(Point labels for objects)
**********
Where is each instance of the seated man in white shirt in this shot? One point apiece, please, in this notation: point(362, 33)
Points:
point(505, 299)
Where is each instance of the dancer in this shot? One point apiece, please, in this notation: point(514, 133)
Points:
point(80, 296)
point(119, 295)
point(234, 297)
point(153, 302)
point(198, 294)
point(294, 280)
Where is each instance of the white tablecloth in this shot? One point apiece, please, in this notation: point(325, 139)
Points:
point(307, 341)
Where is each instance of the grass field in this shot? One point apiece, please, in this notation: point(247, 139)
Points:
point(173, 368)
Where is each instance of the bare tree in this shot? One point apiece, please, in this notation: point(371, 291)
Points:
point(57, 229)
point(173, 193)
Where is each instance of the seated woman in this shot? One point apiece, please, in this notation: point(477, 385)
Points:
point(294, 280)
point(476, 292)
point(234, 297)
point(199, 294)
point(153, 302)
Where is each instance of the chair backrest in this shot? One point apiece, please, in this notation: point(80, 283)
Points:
**********
What you should do: Write out every row above word for word, without changing anything.

Output of the task:
Where is each instance of the seated man in white shirt in this shot? One point apiece, please, in this notation: point(362, 33)
Points:
point(505, 299)
Where is each instance of the dancer in this shot? One point apiece, please, in this notation: point(514, 133)
Points:
point(80, 296)
point(119, 295)
point(234, 297)
point(153, 302)
point(198, 294)
point(294, 280)
Where is each instance of the white tablecloth in this shot? One point apiece, please, in this notation: point(325, 139)
Points:
point(307, 341)
Where is each instance of the grass field in this shot? One point apiece, please, in this notation: point(247, 139)
Points:
point(173, 368)
Where is each instance of the bare tree in this shot? One point apiece, please, in this notation: point(371, 291)
Points:
point(57, 229)
point(173, 193)
Where is each instance of the seated woman in this shot? One point apiece, please, in this notation: point(477, 385)
Points:
point(294, 280)
point(476, 292)
point(234, 297)
point(199, 294)
point(153, 302)
Where is each instance of the chair backrest in this shot? One point apiece, please, in this notation: point(80, 283)
Points:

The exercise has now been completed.